• [Directions for this task]: Rewrite the items, replacing every occurrence of "bottlebrush" with "callistemon" and leaving everything else unchanged. Omit the pictures from your answer.

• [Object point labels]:

** Begin **

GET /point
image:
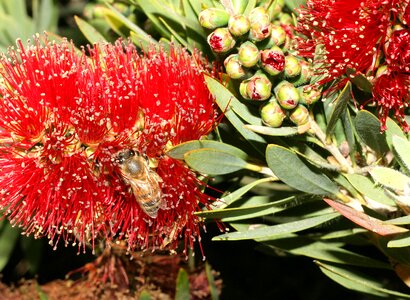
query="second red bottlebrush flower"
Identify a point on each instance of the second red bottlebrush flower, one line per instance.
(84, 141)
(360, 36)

** End **

• [Task result]:
GET /point
image:
query="second red callistemon flower"
Identify a point on each instance of the second red callistemon flower, one line per instance.
(84, 141)
(360, 36)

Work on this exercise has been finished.